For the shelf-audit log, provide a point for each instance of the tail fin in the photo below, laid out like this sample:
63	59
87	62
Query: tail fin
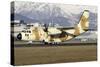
83	23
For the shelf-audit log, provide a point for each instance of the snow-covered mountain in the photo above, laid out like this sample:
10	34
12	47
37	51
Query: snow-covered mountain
66	15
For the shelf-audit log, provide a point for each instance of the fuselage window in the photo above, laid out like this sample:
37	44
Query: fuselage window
26	34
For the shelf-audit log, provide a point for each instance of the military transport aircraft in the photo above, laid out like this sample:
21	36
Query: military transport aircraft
55	35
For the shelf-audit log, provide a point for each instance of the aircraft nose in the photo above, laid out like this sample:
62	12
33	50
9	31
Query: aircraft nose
19	36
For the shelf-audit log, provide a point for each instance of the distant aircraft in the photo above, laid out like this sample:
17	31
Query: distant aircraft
55	35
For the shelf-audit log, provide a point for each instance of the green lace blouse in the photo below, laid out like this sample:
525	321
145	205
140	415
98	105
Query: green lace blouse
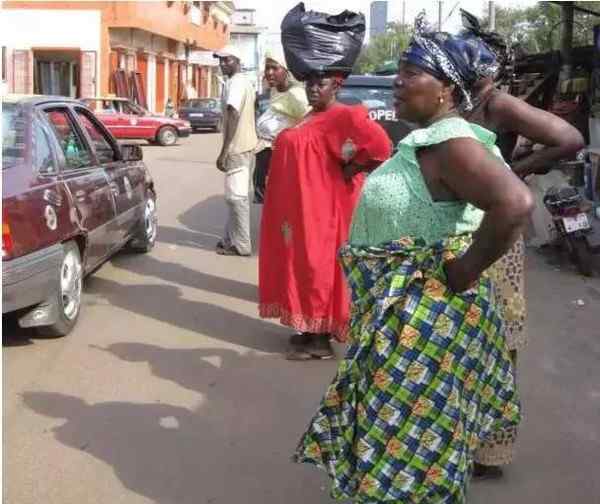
396	201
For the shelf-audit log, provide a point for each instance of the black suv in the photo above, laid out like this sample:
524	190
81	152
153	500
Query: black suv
376	93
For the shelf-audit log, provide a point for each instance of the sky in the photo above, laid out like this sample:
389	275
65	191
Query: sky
269	13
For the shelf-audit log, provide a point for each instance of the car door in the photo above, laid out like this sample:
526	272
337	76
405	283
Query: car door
34	203
126	180
139	125
94	206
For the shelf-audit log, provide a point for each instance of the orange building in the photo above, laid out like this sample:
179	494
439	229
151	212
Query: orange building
139	49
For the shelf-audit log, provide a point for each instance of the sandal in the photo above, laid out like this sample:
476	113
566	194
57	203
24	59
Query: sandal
482	472
230	251
318	348
300	339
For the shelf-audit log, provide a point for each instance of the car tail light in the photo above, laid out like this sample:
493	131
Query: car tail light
7	244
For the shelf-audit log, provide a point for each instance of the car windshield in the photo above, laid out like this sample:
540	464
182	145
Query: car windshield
13	135
133	108
202	104
372	98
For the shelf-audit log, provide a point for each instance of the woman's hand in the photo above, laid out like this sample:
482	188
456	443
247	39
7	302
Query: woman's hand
351	169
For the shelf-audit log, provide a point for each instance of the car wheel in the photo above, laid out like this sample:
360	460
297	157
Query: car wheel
167	136
145	236
68	293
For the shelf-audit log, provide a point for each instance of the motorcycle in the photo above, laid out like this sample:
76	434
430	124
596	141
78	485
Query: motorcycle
573	225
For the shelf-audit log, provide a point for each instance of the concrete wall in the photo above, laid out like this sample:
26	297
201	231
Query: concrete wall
51	29
26	29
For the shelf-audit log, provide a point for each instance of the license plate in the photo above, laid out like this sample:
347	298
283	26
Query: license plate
576	223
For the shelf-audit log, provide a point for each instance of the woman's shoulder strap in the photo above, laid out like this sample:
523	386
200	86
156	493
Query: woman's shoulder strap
447	129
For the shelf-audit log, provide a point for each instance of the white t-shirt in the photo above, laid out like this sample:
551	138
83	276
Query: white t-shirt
239	93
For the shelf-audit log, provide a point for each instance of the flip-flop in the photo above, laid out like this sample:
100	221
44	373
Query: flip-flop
300	339
482	472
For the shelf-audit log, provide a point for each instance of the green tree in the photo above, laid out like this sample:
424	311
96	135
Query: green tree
383	48
537	28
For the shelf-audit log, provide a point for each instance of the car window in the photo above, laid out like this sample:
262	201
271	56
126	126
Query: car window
77	153
43	158
104	150
202	104
132	108
13	135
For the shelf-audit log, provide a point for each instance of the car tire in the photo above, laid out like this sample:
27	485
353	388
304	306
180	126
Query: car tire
145	235
167	136
68	293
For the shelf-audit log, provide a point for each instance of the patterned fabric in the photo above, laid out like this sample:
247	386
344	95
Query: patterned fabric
426	377
493	43
508	276
460	60
396	201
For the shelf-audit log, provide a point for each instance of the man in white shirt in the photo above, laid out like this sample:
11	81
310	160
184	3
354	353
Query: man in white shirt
237	152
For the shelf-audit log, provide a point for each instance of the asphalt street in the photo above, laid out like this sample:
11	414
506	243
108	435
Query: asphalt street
171	390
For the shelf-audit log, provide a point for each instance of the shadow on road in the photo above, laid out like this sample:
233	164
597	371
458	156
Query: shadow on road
235	447
165	303
202	216
186	238
182	275
13	335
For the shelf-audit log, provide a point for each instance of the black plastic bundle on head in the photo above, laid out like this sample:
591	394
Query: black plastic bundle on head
317	42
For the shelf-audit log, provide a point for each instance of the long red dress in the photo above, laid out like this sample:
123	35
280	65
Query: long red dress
306	217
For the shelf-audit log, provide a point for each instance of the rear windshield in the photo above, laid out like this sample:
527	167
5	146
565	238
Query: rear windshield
373	98
13	135
203	104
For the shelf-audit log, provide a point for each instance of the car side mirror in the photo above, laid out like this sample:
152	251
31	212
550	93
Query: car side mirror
131	152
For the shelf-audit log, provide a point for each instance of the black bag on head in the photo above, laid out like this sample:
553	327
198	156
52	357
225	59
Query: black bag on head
315	42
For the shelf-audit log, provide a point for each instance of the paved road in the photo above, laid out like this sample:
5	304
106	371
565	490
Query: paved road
172	391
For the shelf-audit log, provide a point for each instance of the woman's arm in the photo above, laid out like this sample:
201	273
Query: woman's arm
560	138
474	175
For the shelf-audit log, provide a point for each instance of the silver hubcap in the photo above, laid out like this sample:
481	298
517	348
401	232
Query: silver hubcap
70	285
169	137
150	220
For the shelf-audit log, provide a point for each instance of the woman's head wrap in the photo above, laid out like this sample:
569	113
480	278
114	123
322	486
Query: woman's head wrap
275	53
491	43
457	59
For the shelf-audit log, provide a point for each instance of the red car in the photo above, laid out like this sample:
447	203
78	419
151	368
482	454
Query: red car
125	119
71	198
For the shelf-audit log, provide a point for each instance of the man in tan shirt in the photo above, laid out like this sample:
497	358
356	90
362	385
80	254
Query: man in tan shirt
237	152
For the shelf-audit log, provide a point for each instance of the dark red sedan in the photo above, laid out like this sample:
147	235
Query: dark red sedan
71	198
125	119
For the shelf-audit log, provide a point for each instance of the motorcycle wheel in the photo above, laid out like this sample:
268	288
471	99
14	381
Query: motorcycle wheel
582	257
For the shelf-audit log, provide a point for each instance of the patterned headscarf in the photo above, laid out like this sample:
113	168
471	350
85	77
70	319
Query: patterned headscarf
493	45
447	57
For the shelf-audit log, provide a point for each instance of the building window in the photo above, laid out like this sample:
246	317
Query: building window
3	63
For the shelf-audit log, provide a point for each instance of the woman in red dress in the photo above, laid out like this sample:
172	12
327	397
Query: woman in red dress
316	175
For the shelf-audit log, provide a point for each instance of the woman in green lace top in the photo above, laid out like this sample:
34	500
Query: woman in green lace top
427	376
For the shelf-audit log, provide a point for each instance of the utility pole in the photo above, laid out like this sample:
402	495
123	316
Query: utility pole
492	16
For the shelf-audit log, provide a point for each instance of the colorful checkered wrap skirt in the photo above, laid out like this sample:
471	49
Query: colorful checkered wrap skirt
427	376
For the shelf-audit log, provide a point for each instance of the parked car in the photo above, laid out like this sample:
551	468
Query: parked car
127	120
203	113
71	198
376	93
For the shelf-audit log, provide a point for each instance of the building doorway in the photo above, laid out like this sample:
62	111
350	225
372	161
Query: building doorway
57	72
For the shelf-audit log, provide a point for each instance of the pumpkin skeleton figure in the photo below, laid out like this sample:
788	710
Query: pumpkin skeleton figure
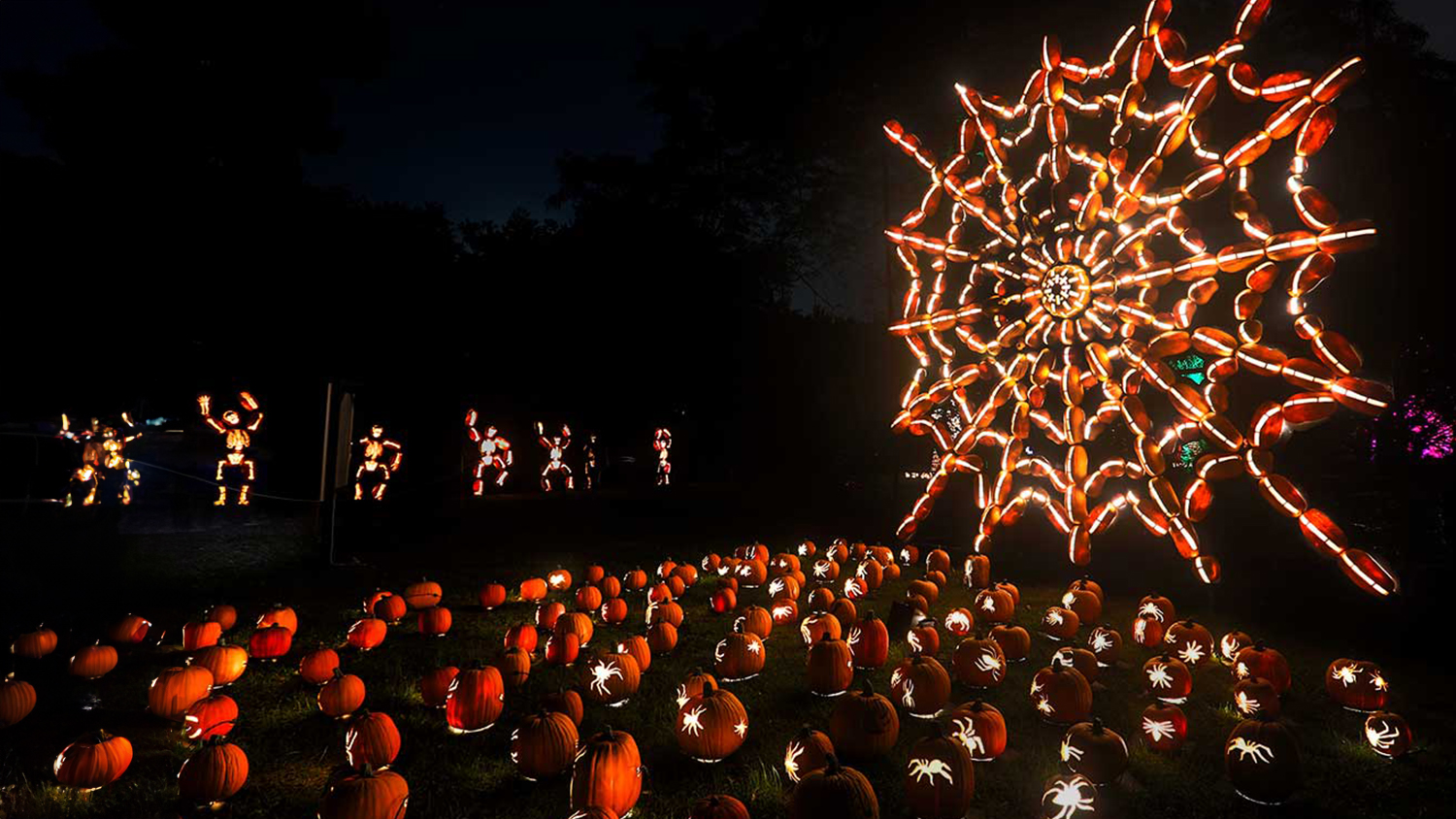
378	472
495	454
102	458
555	451
238	440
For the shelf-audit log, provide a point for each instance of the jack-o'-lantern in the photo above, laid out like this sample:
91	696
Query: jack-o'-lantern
608	772
1060	696
1167	678
1255	697
475	700
1094	751
372	739
1263	761
868	641
864	725
1164	728
740	656
434	685
1269	664
922	685
1013	640
712	725
978	662
830	667
1388	734
210	716
807	752
1106	644
544	745
1357	685
1060	623
940	778
611	679
833	790
980	728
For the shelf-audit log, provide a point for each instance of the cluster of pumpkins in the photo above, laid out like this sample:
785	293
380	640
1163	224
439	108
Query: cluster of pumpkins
711	725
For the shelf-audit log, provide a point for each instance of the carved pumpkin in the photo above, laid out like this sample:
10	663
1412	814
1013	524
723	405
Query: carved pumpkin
93	761
1079	659
280	614
980	728
17	700
210	716
611	679
93	662
830	667
34	644
940	778
978	662
1167	678
1357	685
341	696
366	795
514	665
200	635
223	614
492	595
1106	644
392	608
1255	697
544	745
809	751
565	702
1164	728
1013	640
1263	761
475	702
1094	751
434	621
1258	661
367	633
1388	734
1062	696
422	594
226	662
213	774
870	641
661	638
270	643
562	649
833	790
922	685
608	772
864	725
712	725
434	685
372	739
1060	623
130	630
1190	641
175	690
742	655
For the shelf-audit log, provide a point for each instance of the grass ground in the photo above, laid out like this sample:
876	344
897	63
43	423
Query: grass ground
293	748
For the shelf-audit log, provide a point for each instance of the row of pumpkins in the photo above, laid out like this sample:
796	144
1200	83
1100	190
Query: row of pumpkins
712	722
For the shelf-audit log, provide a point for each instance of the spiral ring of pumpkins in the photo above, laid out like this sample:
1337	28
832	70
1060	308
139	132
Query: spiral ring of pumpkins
712	723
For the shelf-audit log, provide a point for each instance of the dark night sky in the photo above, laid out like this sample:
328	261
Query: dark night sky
478	101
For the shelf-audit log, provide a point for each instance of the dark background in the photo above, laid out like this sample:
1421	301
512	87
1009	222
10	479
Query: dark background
619	220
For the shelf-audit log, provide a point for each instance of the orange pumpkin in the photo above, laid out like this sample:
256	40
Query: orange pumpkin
175	690
213	774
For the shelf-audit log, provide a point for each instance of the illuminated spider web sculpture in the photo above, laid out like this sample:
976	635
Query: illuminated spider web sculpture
1080	271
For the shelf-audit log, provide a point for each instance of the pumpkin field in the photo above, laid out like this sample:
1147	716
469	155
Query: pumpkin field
651	682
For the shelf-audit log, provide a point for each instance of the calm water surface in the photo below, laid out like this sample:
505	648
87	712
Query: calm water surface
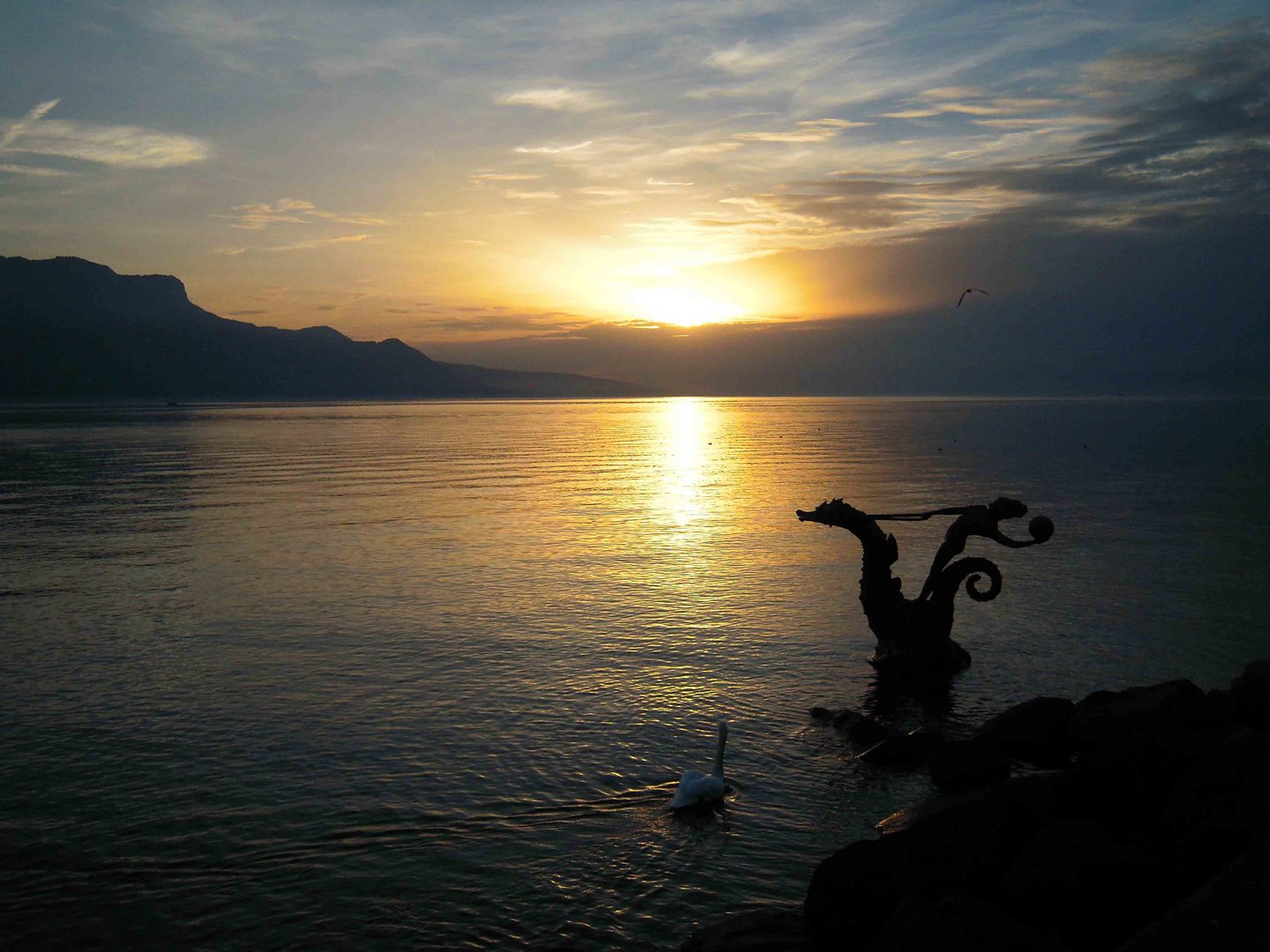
424	675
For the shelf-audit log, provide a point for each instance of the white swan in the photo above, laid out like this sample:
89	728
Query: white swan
696	787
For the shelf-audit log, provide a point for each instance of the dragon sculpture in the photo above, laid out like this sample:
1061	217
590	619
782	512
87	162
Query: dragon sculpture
915	634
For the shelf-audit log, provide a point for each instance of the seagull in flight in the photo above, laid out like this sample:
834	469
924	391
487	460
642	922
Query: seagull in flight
967	292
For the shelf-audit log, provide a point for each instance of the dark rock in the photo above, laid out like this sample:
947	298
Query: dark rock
1039	732
820	715
1222	801
1088	883
963	848
753	931
1137	744
959	923
961	764
860	727
1251	695
1124	770
1177	700
1224	913
909	752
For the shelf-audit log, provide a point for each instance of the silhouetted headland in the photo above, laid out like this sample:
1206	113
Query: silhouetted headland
75	331
1136	820
915	634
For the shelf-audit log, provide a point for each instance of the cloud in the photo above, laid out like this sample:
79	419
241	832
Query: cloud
504	176
743	60
34	170
551	150
18	127
296	247
124	146
562	100
530	196
291	211
808	131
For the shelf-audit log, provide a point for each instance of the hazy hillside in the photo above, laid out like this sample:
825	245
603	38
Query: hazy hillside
72	329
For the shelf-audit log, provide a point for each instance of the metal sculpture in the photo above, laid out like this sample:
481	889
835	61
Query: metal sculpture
915	634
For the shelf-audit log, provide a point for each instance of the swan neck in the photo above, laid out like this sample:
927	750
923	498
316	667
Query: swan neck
723	739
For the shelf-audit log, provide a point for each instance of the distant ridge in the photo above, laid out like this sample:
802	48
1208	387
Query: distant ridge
71	329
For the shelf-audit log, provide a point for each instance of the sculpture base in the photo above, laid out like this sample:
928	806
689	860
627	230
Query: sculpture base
926	658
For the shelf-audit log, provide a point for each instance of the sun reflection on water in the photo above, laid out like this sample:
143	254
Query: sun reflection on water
687	424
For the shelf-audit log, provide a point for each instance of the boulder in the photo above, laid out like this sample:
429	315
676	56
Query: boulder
1137	744
959	923
963	764
1036	799
773	929
1251	695
859	727
1223	801
908	752
1041	732
964	848
1088	883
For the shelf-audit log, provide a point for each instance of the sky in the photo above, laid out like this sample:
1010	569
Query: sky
713	196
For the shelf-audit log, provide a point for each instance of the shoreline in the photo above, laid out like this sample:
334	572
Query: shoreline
1132	820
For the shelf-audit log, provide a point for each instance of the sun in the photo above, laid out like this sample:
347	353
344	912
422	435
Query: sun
681	306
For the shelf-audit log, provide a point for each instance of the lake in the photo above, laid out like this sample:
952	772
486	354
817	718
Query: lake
424	675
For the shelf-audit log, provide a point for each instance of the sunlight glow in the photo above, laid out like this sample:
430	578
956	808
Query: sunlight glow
687	423
681	306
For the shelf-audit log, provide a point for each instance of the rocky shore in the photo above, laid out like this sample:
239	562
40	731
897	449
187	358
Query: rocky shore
1134	820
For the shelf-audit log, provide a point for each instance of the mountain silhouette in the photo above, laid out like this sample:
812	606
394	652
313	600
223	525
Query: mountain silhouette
71	329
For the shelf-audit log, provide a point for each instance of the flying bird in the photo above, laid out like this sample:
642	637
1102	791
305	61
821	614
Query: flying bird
698	788
967	292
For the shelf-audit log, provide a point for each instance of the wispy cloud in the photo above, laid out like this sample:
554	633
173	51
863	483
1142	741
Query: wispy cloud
560	100
295	247
123	146
553	150
808	131
291	211
504	176
34	170
18	127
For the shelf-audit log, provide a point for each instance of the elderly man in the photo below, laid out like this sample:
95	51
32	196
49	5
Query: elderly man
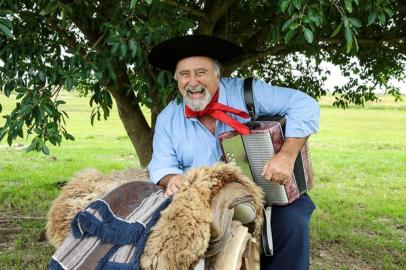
186	134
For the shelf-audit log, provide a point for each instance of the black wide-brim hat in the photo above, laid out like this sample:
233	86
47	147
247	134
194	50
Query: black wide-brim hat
168	53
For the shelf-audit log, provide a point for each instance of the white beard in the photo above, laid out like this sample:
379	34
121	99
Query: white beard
197	104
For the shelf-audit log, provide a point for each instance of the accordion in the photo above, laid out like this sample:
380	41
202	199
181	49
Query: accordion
251	152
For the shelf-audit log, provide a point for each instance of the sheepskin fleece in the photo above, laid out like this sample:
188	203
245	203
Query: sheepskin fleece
182	234
82	189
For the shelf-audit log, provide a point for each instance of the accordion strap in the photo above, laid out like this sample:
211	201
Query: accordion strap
249	97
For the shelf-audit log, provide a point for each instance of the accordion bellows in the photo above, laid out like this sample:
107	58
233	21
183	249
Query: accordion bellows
251	152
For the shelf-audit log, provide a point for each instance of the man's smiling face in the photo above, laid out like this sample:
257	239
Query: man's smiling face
197	81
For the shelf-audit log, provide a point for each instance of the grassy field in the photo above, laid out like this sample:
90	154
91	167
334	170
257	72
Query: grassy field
359	159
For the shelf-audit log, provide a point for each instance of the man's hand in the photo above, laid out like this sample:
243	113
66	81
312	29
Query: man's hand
171	183
279	169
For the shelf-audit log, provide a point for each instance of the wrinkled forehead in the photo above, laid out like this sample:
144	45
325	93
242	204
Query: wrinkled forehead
195	63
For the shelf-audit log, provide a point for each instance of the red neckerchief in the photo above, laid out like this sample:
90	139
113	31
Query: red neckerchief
218	111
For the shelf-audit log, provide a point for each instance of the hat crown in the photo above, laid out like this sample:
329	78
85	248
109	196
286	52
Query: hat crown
168	53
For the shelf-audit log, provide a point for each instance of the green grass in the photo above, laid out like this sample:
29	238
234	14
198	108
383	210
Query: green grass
359	159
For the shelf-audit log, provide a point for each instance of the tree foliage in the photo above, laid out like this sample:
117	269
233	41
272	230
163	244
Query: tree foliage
99	48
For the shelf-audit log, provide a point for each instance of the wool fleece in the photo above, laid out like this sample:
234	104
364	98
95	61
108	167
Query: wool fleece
182	234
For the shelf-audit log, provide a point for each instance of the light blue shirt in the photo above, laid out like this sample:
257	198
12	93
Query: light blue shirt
181	143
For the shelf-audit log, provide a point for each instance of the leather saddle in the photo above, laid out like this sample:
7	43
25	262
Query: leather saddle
233	208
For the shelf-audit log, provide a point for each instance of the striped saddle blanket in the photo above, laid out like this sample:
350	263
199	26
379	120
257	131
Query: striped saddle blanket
112	231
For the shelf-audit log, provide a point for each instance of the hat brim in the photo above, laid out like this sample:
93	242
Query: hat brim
168	53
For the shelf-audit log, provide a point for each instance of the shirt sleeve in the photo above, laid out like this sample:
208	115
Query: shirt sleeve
302	112
164	160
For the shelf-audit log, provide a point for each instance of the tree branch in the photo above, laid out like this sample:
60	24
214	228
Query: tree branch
252	57
215	11
365	41
189	10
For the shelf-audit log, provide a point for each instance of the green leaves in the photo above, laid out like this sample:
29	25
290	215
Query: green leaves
348	5
133	3
308	34
5	23
5	30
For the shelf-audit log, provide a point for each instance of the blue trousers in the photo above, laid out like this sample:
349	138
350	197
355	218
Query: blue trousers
290	232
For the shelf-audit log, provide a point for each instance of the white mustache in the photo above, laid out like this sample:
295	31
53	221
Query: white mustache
195	89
++++++++
Problem details: Your task is to reproduce, exactly and exclusively, the lines from the one holding "of the shirt" through the final line of the listing.

Written reply:
For the shelf-audit log, provide a point for each instance of the shirt sleeve in the photo above, laid out like this sample:
208	115
Query: shirt sleeve
302	112
164	160
For the shelf-audit log, provide a point for each instance of the tree branch in the photo above, laid out like this sample:
60	24
214	228
Query: tree branch
252	57
215	11
365	41
189	10
For the shelf-audit log, provide a point for each instance of the green leaves in the photo above, laid out like this sample:
29	25
290	215
Query: green leaves
348	5
133	3
308	34
5	23
5	30
For the shelf-audit log, provide a point for each instance of the blue trousers in the photo above, laid out like this sample:
349	138
350	197
355	218
Query: blue trousers
290	232
For the shelf-audit log, provide a point for each instance of the white mustache in the photo above, laid out like this sample:
295	31
53	221
Query: white mustache
195	89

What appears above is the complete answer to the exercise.